→ Problem requirements
Which lines run from the one containing "of the plastic" to the last line of the entries? Return them exactly, with nothing more.

[Working data Boundary: Start]

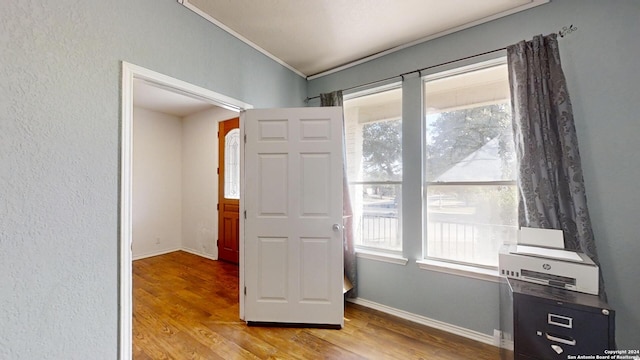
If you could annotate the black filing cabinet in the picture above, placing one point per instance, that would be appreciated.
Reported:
(552, 323)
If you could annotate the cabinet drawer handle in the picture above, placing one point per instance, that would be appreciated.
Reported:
(550, 337)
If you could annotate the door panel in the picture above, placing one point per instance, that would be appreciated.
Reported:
(293, 199)
(228, 190)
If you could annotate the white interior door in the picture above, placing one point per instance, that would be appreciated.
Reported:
(293, 249)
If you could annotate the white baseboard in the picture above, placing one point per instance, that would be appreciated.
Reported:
(162, 252)
(199, 253)
(423, 320)
(156, 253)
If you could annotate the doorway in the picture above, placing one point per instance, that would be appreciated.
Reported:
(229, 190)
(131, 72)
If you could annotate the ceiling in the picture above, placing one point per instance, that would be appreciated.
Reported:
(312, 37)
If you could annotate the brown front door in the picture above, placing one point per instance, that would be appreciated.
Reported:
(229, 190)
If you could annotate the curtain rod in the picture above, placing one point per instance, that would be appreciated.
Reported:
(412, 72)
(566, 30)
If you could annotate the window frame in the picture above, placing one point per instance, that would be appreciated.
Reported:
(456, 267)
(371, 252)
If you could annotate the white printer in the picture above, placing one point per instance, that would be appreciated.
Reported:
(539, 257)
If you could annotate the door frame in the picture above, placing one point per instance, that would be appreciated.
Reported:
(125, 226)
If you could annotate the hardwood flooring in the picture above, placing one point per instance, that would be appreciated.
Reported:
(186, 307)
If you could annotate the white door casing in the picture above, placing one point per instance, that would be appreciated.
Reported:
(293, 249)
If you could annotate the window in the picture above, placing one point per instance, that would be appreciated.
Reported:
(232, 164)
(471, 199)
(373, 126)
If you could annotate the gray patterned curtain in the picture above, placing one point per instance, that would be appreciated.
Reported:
(335, 99)
(550, 182)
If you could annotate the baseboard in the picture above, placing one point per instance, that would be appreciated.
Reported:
(156, 253)
(201, 254)
(423, 320)
(162, 252)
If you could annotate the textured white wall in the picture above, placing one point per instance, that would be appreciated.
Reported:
(157, 183)
(200, 181)
(60, 73)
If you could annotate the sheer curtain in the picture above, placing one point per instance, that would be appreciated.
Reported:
(550, 182)
(335, 99)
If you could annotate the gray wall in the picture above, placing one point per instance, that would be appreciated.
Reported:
(59, 153)
(600, 61)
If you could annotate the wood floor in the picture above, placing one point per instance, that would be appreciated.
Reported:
(186, 307)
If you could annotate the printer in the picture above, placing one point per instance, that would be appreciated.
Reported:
(540, 257)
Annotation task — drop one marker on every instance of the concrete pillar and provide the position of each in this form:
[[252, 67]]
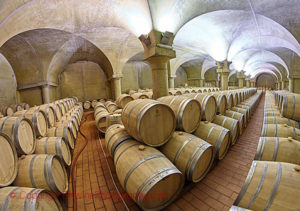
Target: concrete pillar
[[224, 73], [158, 51], [248, 82], [240, 76], [117, 87], [46, 94], [159, 76], [172, 81], [291, 84]]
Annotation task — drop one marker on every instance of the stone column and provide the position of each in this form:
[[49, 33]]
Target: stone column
[[240, 76], [248, 82], [224, 73], [158, 51], [46, 93], [172, 81], [117, 86], [291, 84]]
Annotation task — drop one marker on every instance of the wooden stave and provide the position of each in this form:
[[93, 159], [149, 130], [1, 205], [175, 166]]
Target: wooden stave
[[15, 157], [188, 170], [13, 135], [42, 148], [179, 110], [127, 118], [170, 170], [224, 134]]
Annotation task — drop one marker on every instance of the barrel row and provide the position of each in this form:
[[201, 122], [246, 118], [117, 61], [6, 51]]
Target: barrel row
[[11, 109]]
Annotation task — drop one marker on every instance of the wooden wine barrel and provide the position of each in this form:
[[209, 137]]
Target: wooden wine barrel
[[94, 102], [25, 106], [274, 130], [216, 135], [237, 116], [221, 103], [123, 99], [149, 121], [190, 154], [21, 132], [57, 111], [8, 161], [42, 171], [271, 186], [242, 111], [280, 120], [111, 107], [174, 92], [146, 172], [87, 105], [50, 114], [208, 105], [70, 124], [20, 198], [64, 132], [6, 110], [187, 112], [115, 135], [278, 149], [16, 107], [38, 119], [290, 107], [54, 146], [229, 123], [100, 118], [138, 95], [113, 119]]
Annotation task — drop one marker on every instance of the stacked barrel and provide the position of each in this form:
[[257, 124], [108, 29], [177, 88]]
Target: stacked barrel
[[171, 138], [35, 153], [11, 109], [273, 180]]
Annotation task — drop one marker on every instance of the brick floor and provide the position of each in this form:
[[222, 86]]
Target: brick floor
[[217, 191]]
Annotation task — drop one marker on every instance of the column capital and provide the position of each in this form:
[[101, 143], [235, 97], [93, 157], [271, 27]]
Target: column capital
[[158, 44]]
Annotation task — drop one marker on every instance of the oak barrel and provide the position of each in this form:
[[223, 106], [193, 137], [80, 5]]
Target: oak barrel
[[190, 154], [221, 103], [115, 135], [54, 146], [187, 112], [237, 116], [42, 171], [8, 161], [271, 186], [21, 132], [208, 105], [20, 198], [6, 110], [50, 114], [216, 135], [280, 120], [278, 149], [123, 99], [38, 119], [149, 121], [144, 171], [276, 130], [87, 105], [64, 132], [231, 124]]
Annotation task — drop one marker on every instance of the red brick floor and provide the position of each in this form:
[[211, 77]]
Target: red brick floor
[[217, 191]]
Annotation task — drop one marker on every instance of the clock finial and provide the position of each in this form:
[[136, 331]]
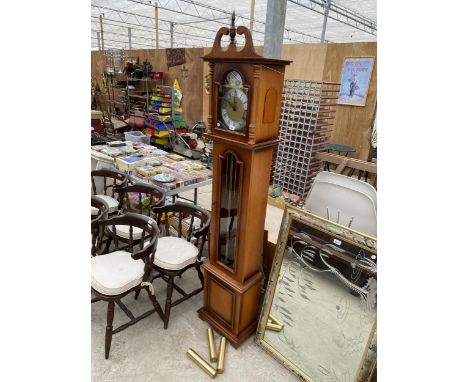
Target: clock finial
[[232, 30]]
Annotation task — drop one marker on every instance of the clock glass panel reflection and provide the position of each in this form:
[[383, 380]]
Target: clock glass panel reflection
[[229, 207]]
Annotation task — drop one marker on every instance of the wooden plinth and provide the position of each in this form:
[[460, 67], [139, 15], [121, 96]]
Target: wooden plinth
[[234, 340], [230, 307]]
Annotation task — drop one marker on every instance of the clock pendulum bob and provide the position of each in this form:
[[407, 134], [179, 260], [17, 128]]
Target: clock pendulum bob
[[243, 124]]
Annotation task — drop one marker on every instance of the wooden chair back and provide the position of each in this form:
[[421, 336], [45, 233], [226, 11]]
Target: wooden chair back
[[117, 177], [183, 215], [147, 197]]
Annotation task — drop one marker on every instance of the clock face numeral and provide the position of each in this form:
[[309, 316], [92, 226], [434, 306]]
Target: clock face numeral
[[233, 109]]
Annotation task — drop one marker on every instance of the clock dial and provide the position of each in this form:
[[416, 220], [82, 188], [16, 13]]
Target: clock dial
[[234, 109]]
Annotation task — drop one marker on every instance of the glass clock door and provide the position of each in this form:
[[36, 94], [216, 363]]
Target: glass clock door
[[229, 204]]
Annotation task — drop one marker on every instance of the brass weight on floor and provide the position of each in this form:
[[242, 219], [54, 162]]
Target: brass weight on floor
[[205, 366], [219, 357], [222, 352]]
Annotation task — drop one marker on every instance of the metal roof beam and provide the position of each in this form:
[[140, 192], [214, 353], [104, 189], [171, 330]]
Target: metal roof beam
[[341, 14]]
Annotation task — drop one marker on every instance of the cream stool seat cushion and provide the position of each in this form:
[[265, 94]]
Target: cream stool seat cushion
[[174, 253], [111, 202], [124, 231], [116, 272]]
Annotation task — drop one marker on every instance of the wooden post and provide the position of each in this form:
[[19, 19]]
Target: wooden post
[[156, 21], [252, 11], [102, 33]]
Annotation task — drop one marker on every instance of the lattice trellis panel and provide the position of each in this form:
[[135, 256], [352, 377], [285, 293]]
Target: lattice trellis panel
[[307, 112]]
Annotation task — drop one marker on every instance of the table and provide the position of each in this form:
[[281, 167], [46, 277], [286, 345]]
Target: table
[[100, 160], [176, 191]]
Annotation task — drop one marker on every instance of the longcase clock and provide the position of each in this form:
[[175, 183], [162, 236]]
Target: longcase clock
[[244, 109]]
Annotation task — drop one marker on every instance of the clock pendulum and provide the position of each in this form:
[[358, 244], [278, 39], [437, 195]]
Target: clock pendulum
[[244, 109]]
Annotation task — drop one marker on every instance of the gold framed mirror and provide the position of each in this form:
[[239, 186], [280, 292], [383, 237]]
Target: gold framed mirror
[[319, 315]]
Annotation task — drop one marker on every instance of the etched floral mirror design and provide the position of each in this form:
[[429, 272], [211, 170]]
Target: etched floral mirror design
[[320, 308]]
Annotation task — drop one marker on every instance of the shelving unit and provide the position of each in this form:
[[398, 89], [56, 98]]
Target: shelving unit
[[307, 112]]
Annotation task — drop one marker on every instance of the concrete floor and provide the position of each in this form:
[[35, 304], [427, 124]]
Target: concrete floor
[[147, 352]]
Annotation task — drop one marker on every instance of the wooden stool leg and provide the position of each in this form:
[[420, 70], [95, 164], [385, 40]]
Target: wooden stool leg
[[110, 320], [167, 309]]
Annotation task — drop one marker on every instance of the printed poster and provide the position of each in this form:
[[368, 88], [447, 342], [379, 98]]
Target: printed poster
[[355, 79]]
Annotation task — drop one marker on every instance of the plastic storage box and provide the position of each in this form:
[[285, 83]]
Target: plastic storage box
[[137, 136]]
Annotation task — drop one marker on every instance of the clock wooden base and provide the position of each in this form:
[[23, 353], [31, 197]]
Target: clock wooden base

[Working data Boundary: End]

→ Answer box
Annotation task — drop one marker on every instance of the plastic storage box and provide the position of each in this form:
[[285, 83]]
Target: plastic storage box
[[137, 136]]
Annotation task — drop one marker on every instance of the clock wooden base and provide the position of each in this form:
[[23, 353], [31, 197]]
Target: clock wooden base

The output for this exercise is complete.